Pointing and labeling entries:
■ ■ ■ ■ ■

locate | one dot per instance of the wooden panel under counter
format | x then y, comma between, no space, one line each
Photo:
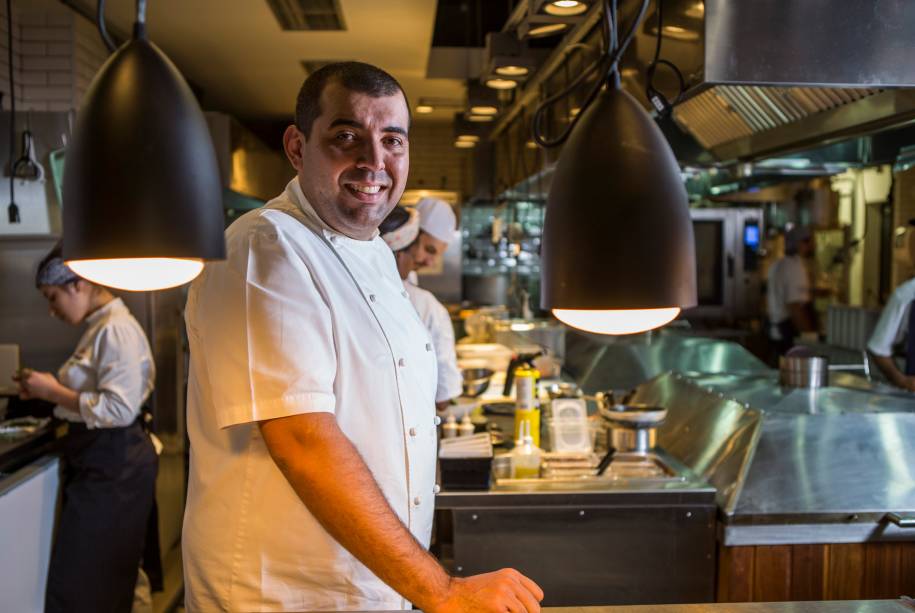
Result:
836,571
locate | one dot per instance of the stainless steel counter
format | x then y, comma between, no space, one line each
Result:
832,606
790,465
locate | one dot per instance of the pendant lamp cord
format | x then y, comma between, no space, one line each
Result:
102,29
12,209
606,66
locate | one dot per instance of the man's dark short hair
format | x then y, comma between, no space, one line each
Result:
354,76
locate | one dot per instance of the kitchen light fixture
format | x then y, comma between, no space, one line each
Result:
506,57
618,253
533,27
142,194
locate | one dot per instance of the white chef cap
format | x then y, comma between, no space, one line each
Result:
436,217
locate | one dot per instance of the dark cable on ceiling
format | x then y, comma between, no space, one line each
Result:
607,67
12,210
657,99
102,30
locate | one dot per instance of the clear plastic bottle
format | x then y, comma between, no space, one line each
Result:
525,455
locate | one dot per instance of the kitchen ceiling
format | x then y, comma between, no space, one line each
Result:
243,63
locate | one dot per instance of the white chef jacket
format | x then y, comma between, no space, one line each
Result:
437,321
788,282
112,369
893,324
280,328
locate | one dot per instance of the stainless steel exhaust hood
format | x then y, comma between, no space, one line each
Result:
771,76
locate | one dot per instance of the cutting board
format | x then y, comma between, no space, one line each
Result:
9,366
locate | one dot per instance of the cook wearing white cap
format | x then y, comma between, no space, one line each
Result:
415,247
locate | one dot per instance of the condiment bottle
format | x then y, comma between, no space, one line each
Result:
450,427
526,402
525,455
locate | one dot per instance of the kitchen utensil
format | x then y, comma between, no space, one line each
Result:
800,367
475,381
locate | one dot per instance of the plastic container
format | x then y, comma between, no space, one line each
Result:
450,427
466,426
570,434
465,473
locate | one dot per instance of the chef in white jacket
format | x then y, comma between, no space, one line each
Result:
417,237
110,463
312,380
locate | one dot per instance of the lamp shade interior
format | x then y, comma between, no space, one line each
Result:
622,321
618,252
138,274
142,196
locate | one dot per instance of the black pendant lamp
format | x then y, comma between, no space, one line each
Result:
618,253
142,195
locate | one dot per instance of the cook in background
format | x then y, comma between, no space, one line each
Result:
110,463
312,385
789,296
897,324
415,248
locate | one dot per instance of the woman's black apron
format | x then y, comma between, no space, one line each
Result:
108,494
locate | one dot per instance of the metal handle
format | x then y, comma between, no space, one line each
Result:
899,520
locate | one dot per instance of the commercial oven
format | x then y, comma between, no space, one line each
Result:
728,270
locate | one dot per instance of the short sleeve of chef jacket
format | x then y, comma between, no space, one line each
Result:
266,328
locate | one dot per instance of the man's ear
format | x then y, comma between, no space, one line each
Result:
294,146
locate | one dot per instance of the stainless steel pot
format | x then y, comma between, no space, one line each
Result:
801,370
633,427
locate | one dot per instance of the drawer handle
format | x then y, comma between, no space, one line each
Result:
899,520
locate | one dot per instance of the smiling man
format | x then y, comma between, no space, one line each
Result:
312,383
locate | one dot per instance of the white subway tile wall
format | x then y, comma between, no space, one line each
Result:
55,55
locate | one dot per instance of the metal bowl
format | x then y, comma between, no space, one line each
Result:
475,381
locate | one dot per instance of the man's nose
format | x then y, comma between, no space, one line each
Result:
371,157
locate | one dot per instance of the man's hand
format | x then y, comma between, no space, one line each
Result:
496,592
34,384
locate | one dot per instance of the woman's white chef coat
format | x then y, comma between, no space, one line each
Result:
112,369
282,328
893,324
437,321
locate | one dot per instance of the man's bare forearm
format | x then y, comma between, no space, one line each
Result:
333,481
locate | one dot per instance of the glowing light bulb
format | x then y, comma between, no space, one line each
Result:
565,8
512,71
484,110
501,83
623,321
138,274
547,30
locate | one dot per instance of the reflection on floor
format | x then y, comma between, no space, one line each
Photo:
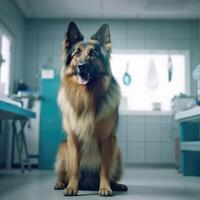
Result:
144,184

■ ■ ■ ■ ■

Given exercise - Reproduce all of the lines above word for word, omitting the pictures from your copy.

Response to the exercise -
locate | one dot per instance of the wooden panel under counter
format | x then y, comma between, no space, one line each
Photo:
Result:
836,571
locate | one dot per instance of the stainless steel counter
format | x then y, comma between, no space, one line each
Result:
832,606
790,465
locate | one dot per instance of the pendant lamp cord
format | x then y, comma between, no space, one line each
Result:
102,29
12,209
606,66
locate | one dot per instance of the man's dark short hair
format | x then y, comma between, no space, one line each
Result:
354,76
locate | one dot per instance of the kitchen light fixture
format | x then y, comma between, no space, one line each
Result:
506,57
618,253
533,27
142,194
locate | one dot per instance of the white chef cap
format | x then y, comma between, no space, one line each
Result:
436,217
locate | one dot per instance of the dark cable on ceiling
format | x then y, comma between, no space, one line each
Result:
607,67
12,210
657,99
102,30
locate | one dot per instance of the clear plastic bottle
format | x then y, comma between, no space, one line each
Result:
525,455
locate | one dot per instance of the kitchen ceiling
format | x then y, comma between, no space, one line each
Result:
243,63
locate | one dot per instance of the white chef jacket
format | x then y, comma between, no space, one line each
Result:
437,321
788,282
112,369
893,324
280,328
locate | one dot per instance of the stainless steel exhaust hood
format | x then y, comma between, no space, one line each
Result:
771,76
locate | one dot per instance of the cutting board
format | x then y, comma between, no space, one line each
Result:
9,366
locate | one dot per instance of the cook wearing white cap
format | x then y, comma between, no space, one line each
Result:
415,247
locate | one dot per instance of the condiment bottle
format | x then y, comma between, no space, one line each
Result:
450,427
526,402
525,455
locate | one dot per instance of the kitchen utensil
format | x then y, comma between, no space, one line each
Result:
800,367
475,381
locate | one dot per instance of the plastic container
format | x then y, comma between, no space, one line each
Result:
450,427
466,426
570,434
465,473
locate | one dot per instance of the chef in white jacket
format | x then y, comma between, no space, one line each
Result:
417,237
110,463
312,380
locate | one dot per instance of the lamp shade interior
format | x then y, comma between, no space, one line each
Result:
622,321
618,252
138,274
142,196
locate | one dot per instance of the black pendant lamp
format | x then y, comma between, no space, one line each
Result:
618,253
142,195
locate | one dot per instance of the cook in background
format | x then y, comma between, no space, one line each
Result:
110,463
312,385
789,296
897,324
415,248
locate | one dot per instance of the woman's black apron
format | x then y, comma between, no space, one line each
Result:
108,494
locate | one dot per instance of the metal handle
format | x then y, comma between, no space, one line each
Result:
899,520
locate | one dot per instance of the commercial oven
format | x then y, comma between, no space, one line each
Result:
728,270
locate | one dot per instance of the short sleeve of chef jacket
format | x then y, comma between, no space, one line each
Result:
266,328
locate | one dot per instance of the man's ear
format | x then y, comma between, no space, one line each
Result:
294,146
locate | one dot per instance of the stainless steel pot
format | x then y, comma between, no space, one line each
Result:
801,370
633,427
locate | one dot per instance of the drawer handle
format | x then y, comma between, no space, one line each
Result:
899,520
locate | one dot per instance of the smiling man
format | x then y, comma between, no space, one line each
Result:
312,383
locate | one dot per instance of the white subway tile wall
format | x then y, comma between, no space, one line each
Result:
55,55
locate | one dot per instance of the metal bowl
format | x then y, comma between, no space, one line each
Result:
475,381
locate | one dot per instance of the man's nose
format | x then y, comma between, no space, one line each
Result:
371,157
locate | one dot per instance of the man's hand
format | x then y, comma between, no space, one line each
Result:
496,592
34,384
locate | one dot per instance of the woman's white chef coat
format | x then y, comma between, no space, one line each
Result:
112,369
282,328
893,324
437,321
locate | one dot per instance of the man's bare forearm
format | x then y, comma between, no space, one line each
Result:
333,481
locate | one dot per instance of the glowing light bulb
format | x then y, comma between, no space, one line each
Result:
565,8
512,71
484,110
501,83
623,321
138,274
547,30
locate | one dot per instance of the reflection on floor
format | x then y, comma between, no space, one line each
Photo:
Result:
144,184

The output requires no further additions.